● What to work on:
Write out, word for word, only the lines from the one containing "the starling's spread" through the final line of the data.

Point placement records
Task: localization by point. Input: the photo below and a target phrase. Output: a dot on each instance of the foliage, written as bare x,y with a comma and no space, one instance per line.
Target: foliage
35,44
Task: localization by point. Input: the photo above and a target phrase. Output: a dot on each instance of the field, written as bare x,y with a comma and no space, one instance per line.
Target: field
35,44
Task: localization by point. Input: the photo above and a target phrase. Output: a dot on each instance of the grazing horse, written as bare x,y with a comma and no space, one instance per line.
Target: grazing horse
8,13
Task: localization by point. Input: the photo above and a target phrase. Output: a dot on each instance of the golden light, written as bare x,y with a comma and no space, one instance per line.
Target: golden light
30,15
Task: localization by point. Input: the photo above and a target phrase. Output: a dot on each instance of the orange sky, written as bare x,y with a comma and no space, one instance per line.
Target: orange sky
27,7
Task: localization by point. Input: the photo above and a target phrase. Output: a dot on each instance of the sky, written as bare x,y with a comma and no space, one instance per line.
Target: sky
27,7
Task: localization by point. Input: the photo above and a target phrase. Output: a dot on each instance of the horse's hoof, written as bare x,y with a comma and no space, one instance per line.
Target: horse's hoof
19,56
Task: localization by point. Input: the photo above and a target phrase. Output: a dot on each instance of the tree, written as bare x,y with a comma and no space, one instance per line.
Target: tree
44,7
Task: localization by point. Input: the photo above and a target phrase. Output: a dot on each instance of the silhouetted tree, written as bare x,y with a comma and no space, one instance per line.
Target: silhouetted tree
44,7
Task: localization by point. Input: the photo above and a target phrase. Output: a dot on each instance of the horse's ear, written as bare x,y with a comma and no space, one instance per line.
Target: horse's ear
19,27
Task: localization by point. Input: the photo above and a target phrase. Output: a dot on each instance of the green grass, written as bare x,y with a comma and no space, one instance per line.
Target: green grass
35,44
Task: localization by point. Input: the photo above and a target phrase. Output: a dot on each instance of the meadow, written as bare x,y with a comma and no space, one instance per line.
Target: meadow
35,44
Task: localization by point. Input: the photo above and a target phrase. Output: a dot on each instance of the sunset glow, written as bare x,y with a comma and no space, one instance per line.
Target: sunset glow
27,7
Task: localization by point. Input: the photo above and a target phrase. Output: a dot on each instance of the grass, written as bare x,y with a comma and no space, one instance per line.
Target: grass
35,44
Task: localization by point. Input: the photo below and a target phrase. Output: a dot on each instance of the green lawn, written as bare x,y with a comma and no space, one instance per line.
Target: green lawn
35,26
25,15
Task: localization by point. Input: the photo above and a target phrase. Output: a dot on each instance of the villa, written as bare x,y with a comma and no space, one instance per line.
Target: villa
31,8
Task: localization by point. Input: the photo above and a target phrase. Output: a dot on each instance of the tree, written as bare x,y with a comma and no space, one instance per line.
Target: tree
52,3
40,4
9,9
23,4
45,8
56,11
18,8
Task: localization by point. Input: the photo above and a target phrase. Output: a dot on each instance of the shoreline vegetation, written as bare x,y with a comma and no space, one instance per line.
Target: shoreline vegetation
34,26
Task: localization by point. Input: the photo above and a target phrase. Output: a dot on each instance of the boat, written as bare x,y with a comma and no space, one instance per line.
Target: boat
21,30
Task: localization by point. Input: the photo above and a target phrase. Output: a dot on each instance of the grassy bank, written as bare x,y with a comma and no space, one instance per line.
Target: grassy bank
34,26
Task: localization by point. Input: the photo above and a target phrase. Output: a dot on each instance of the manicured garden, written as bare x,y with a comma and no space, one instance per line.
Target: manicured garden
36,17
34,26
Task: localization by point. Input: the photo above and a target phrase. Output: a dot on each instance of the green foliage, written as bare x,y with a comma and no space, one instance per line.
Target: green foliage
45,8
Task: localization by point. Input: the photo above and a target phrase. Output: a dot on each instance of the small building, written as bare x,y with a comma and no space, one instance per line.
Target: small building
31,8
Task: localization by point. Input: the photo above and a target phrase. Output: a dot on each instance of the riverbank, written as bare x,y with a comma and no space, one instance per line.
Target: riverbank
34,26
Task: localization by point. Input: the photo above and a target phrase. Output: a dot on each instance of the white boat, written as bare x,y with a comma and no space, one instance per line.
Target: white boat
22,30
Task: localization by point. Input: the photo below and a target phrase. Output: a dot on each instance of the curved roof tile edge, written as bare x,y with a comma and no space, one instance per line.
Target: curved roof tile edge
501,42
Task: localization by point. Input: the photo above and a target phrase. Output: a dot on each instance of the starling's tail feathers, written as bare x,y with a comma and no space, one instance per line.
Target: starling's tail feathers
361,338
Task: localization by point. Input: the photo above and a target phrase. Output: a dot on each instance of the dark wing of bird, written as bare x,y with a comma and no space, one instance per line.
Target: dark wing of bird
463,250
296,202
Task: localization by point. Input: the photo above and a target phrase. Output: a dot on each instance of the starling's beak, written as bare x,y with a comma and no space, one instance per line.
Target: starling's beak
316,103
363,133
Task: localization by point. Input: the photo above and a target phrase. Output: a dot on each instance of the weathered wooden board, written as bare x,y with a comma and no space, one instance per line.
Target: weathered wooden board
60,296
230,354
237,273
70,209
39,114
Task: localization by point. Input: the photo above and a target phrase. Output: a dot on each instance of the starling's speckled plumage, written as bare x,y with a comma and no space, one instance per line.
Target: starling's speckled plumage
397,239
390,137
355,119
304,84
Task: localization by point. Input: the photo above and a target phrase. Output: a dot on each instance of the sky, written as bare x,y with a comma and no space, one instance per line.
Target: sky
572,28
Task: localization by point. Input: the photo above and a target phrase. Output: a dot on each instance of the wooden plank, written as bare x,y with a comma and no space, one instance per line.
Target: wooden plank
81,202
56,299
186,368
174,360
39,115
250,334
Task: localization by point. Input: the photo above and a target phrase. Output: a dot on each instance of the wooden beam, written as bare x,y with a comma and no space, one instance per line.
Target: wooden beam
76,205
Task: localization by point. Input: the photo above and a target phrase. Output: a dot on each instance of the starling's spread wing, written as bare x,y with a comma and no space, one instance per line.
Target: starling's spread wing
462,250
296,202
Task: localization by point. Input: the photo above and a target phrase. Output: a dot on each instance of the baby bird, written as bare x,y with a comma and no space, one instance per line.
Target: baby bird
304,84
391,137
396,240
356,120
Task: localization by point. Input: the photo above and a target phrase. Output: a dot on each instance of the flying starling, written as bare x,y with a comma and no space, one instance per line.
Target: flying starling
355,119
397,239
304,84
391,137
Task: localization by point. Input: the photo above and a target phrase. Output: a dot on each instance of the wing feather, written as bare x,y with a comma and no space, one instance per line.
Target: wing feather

● Written solution:
Task: localization by point. Input: the photo above and a target phrase. Output: a dot on each instance of the starling's spread wing, written as bare x,y with a comma and no space, one instance per line.
Target: starling's spread wing
462,250
296,202
Task: localization by point. Input: the photo above and a target phrase. Output: a dot on each instance of the baby bird, written as bare x,y with a comma and no space, one instance per line.
Target: baby bird
304,84
391,137
396,240
356,120
Task: localization by point. Input: the photo above and a target phrase. Output: a dot on each instance of the flying starling, written as bare x,y with a comma and no space, one instance per line.
Target: flying starling
355,119
397,239
304,84
391,137
Task: localization by point. Input: the photo above and a target phrase. Output: a dot on each instance of the wing feather, written as bare x,y with a comma and no space, one instance per line.
Target: wing feather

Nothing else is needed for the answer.